Your instructions: Copy the data below word for word, from start to finish, but leave out the picture.

Given information:
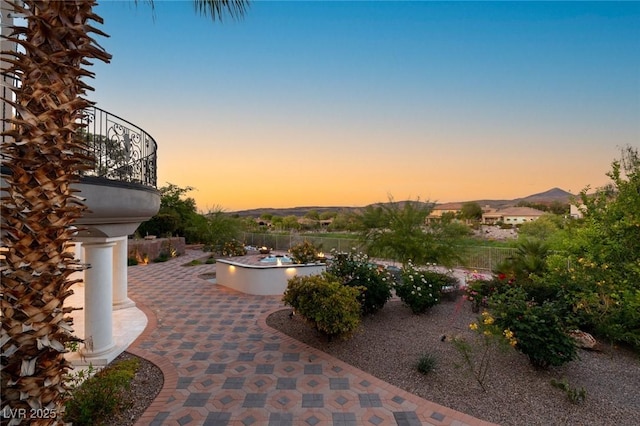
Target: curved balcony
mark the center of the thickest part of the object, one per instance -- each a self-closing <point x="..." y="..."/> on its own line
<point x="120" y="186"/>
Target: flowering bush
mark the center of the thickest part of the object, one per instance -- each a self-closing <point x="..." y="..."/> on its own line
<point x="540" y="329"/>
<point x="490" y="335"/>
<point x="479" y="289"/>
<point x="233" y="248"/>
<point x="329" y="306"/>
<point x="305" y="252"/>
<point x="421" y="289"/>
<point x="355" y="270"/>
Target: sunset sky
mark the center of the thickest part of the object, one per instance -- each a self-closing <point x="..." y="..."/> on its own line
<point x="334" y="103"/>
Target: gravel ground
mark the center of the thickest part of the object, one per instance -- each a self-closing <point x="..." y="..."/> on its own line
<point x="389" y="344"/>
<point x="146" y="384"/>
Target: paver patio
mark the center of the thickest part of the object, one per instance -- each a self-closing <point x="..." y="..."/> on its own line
<point x="223" y="365"/>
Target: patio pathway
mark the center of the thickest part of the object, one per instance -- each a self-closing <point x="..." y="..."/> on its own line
<point x="224" y="366"/>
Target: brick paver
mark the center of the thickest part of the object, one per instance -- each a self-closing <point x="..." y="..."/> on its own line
<point x="223" y="365"/>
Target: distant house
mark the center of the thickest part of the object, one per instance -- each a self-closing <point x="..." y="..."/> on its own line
<point x="511" y="215"/>
<point x="438" y="211"/>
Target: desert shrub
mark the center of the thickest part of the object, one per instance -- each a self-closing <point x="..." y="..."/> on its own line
<point x="98" y="397"/>
<point x="305" y="252"/>
<point x="325" y="303"/>
<point x="233" y="248"/>
<point x="426" y="363"/>
<point x="478" y="356"/>
<point x="539" y="328"/>
<point x="480" y="289"/>
<point x="421" y="289"/>
<point x="575" y="395"/>
<point x="355" y="270"/>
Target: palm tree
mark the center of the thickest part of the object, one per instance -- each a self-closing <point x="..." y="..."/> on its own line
<point x="44" y="156"/>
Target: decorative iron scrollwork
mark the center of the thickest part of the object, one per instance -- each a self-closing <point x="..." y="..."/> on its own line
<point x="121" y="150"/>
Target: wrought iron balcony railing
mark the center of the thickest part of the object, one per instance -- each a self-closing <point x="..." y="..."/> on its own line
<point x="122" y="151"/>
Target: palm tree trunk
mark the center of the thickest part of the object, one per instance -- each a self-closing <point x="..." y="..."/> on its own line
<point x="44" y="158"/>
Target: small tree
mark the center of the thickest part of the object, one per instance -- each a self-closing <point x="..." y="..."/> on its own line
<point x="471" y="211"/>
<point x="397" y="230"/>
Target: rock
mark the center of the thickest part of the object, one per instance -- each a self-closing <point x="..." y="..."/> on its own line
<point x="583" y="340"/>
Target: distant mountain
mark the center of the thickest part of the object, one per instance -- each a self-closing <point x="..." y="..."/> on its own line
<point x="554" y="194"/>
<point x="546" y="197"/>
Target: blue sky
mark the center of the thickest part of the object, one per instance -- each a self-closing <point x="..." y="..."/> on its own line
<point x="345" y="103"/>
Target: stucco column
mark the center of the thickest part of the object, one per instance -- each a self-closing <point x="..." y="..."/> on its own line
<point x="120" y="284"/>
<point x="98" y="298"/>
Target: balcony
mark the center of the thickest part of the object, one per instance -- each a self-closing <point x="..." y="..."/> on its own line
<point x="120" y="188"/>
<point x="120" y="192"/>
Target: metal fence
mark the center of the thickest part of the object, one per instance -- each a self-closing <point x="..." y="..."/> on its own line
<point x="284" y="242"/>
<point x="481" y="258"/>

Exercise solution:
Target: curved balcony
mark the center of the thickest part of the object, one per instance -- each a self-closing <point x="..." y="..."/> on its own line
<point x="120" y="186"/>
Target: flowering bush
mark the center of the thickest part of the object, one per instance -- each a self-closing <point x="..." y="..."/> on its own line
<point x="540" y="329"/>
<point x="490" y="335"/>
<point x="479" y="289"/>
<point x="233" y="248"/>
<point x="329" y="306"/>
<point x="305" y="252"/>
<point x="421" y="289"/>
<point x="355" y="270"/>
Target: sunset sky
mark the center of the thickest part of the object, one per instance -- each a self-closing <point x="..." y="..."/> on its own line
<point x="334" y="103"/>
Target: gravel ground
mark the center of the thickest part of the object, one per instance -- each a self-closing <point x="..." y="..."/> on its own line
<point x="389" y="344"/>
<point x="146" y="384"/>
Target: paver patio
mark the center of the thickest part of the object, one per instance -- each a self-closing <point x="..." y="..."/> on its own line
<point x="223" y="365"/>
Target: patio pathway
mark the center of the thickest part of the object, one per instance -- each a self-closing <point x="..." y="..."/> on its own line
<point x="224" y="366"/>
Target: brick paver
mark the center of the thickest part of the object, one per instance -- each a self-closing <point x="..." y="..."/> on its own line
<point x="223" y="365"/>
Target: distant house
mark the center of the thickest part of the object, one per instance -- each a self-closing <point x="..." y="..."/> on its own line
<point x="511" y="215"/>
<point x="438" y="211"/>
Target: desert shrub
mark the center of the thickest part of the object, one per instance -- each a self-closing <point x="..." y="..."/> on its own line
<point x="98" y="397"/>
<point x="305" y="252"/>
<point x="325" y="303"/>
<point x="233" y="248"/>
<point x="426" y="363"/>
<point x="478" y="356"/>
<point x="539" y="328"/>
<point x="480" y="289"/>
<point x="421" y="289"/>
<point x="575" y="395"/>
<point x="355" y="270"/>
Target: palm tree
mark the center of the thickest part of the object, one per instance -- each a self-closing <point x="..." y="..."/> on its own line
<point x="44" y="156"/>
Target: decorative iron scrollwork
mark the center of the thickest part of the object, one per instance -- each a self-closing <point x="..." y="..."/> on its own line
<point x="121" y="150"/>
Target: wrought iron balcony railing
mark the center of the thickest part of the object, one per instance -- each a self-closing <point x="..." y="..."/> on its own line
<point x="122" y="151"/>
Target: palm tree trunk
mark the center of the thickest part of the object, one per instance -- each a self-closing <point x="..." y="..."/> on its own line
<point x="44" y="158"/>
Target: small tree
mark the center of the thickest part of the object, one per instance -- each a self-closing <point x="..." y="..."/> on its own line
<point x="471" y="211"/>
<point x="397" y="230"/>
Target: rock
mark the center of the thickest part of the object, one per instance -- each a self-closing <point x="..." y="..."/> on its own line
<point x="583" y="340"/>
Target: distant mountain
mark the center of the thickest part of the object, one per instance -- each a self-closing <point x="..." y="..."/> on its own line
<point x="554" y="194"/>
<point x="546" y="197"/>
Target: blue sky
mark the center of the thickest part of the object, one per instance -- each a self-closing <point x="..." y="..."/> on its own line
<point x="345" y="103"/>
Target: stucco column
mark the center of the thickest part of the object, one per instance -- each a self-closing <point x="..." y="..."/> on its own line
<point x="120" y="284"/>
<point x="98" y="298"/>
Target: balcony
mark the center of the thickest part of the object, one per instance -- each a self-closing <point x="..." y="..."/> on its own line
<point x="120" y="188"/>
<point x="120" y="192"/>
Target: metal fence
mark the center of the thickest part of the object, one per instance -- each a self-closing <point x="..." y="..."/> on its own line
<point x="284" y="242"/>
<point x="481" y="258"/>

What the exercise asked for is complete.